节选原文 =
"""

对于前两个数据调用前面解析过的Zip文件结构相关函数，返回MinimalZipEntry的List类型，key就来自MinimalZipEntry.getFileNameBytes()，而值就是其本身。

而第三个数据来的比较艰辛，需要经过推测，推测的方法很暴力，三层for循环，将压缩的数据解压缩，再利用三个参数的排列组合，即level，strategy，nowrap排列，进行重新压缩，压缩后的数据如果等于从Zip中解析出来的压缩数据，则得到对应的level，strategy，nowrap值。这三个值的承载方式就是JreDeflateParameters。

利用这三个map构建了一个PreDiffPlanner对象，调用该对象的generatePreDiffPlan方法返回PreDiffPlan，其代码如下：

PreDiffPlan generatePreDiffPlan() throws IOException {
  List<QualifiedRecommendation> recommendations = getDefaultRecommendations();
  for (RecommendationModifier modifier : recommendationModifiers) {
    // Allow changing the recommendations base on arbitrary criteria.
    recommendations = modifier.getModifiedRecommendations(oldFile, newFile, recommendations);
  }

  // Process recommendations to extract ranges for decompression & recompression
  Set<TypedRange<Void>> oldFilePlan = new HashSet<>();
  Set<TypedRange<JreDeflateParameters>> newFilePlan = new HashSet<>();
  for (QualifiedRecommendation recommendation : recommendations) {
    if (recommendation.getRecommendation().uncompressOldEntry) {
      long offset = recommendation.getOldEntry().getFileOffsetOfCompressedData();
      long length = recommendation.getOldEntry().getCompressedSize();
      TypedRange<Void> range = new TypedRange<Void>(offset, length, null);
      oldFilePlan.add(range);
    }
    if (recommendation.getRecommendation().uncompressNewEntry) {
      long offset = recommendation.getNewEntry().getFileOffsetOfCompressedData();
      long length = recommendation.getNewEntry().getCompressedSize();
      JreDeflateParameters newJreDeflateParameters =
          newArchiveJreDeflateParametersByPath.get(
              new ByteArrayHolder(recommendation.getNewEntry().getFileNameBytes()));
      TypedRange<JreDeflateParameters> range =
          new TypedRange<JreDeflateParameters>(offset, length, newJreDeflateParameters);
      newFilePlan.add(range);
    }
  }

  List<TypedRange<Void>> oldFilePlanList = new ArrayList<>(oldFilePlan);
  Collections.sort(oldFilePlanList);
  List<TypedRange<JreDeflateParameters>> newFilePlanList = new ArrayList<>(newFilePlan);
  Collections.sort(newFilePlanList);
  return new PreDiffPlan(
      Collections.unmodifiableList(recommendations),
      Collections.unmodifiableList(oldFilePlanList),
      Collections.unmodifiableList(newFilePlanList));
}

private List<QualifiedRecommendation> getDefaultRecommendations() throws IOException {
  List<QualifiedRecommendation> recommendations = new ArrayList<>();

  // This will be used to find files that have been renamed, but not modified. This is relatively
  // cheap to construct as it just requires indexing all entries by the uncompressed CRC32, and
  // the CRC32 is already available in the ZIP headers.

"""

材料摘录 =
"""

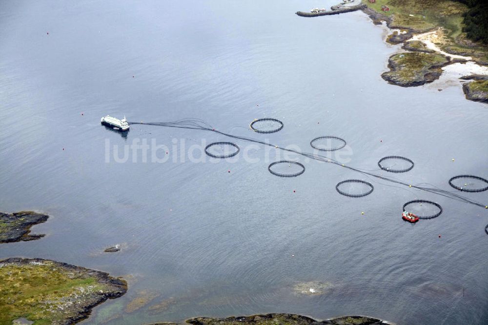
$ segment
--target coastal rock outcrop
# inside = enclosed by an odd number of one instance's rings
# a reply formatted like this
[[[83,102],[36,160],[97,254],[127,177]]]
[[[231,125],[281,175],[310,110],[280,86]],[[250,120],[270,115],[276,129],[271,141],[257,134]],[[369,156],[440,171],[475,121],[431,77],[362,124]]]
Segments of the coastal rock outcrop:
[[[466,99],[488,103],[488,80],[475,80],[463,85]]]
[[[41,259],[0,261],[0,324],[22,317],[36,324],[67,325],[127,291],[108,273]]]
[[[31,234],[30,227],[45,222],[49,216],[33,211],[8,214],[0,212],[0,244],[39,239],[42,234]]]
[[[390,71],[382,78],[390,83],[402,87],[414,87],[438,79],[443,66],[451,63],[448,57],[439,54],[406,52],[395,54],[388,61]]]
[[[422,52],[425,53],[433,53],[435,52],[427,48],[425,44],[420,41],[406,41],[402,45],[402,48],[411,52]]]
[[[231,316],[225,318],[196,317],[186,321],[186,324],[193,325],[380,325],[387,324],[381,320],[361,316],[348,316],[333,318],[325,321],[317,321],[313,318],[293,314],[260,314],[249,316]],[[148,325],[168,325],[175,323],[155,323]]]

"""

待办任务 =
**1.** 这段节选在推测第三个数据时，会对几个参数做排列组合来重新压缩。请列出全部这些参数。
**2.** 请从这段节选中一字不改地返回一段文字：以含有“利用这三个map构建了一个P”的词句开头，以“on arbitrary criteria.”结尾。

各题输出 =
**1.** level、strategy、nowrap

**2.**
利用这三个map构建了一个PreDiffPlanner对象，调用该对象的generatePreDiffPlan方法返回PreDiffPlan，其代码如下：

PreDiffPlan generatePreDiffPlan() throws IOException {
  List<QualifiedRecommendation> recommendations = getDefaultRecommendations();
  for (RecommendationModifier modifier : recommendationModifiers) {
    // Allow changing the recommendations base on arbitrary criteria.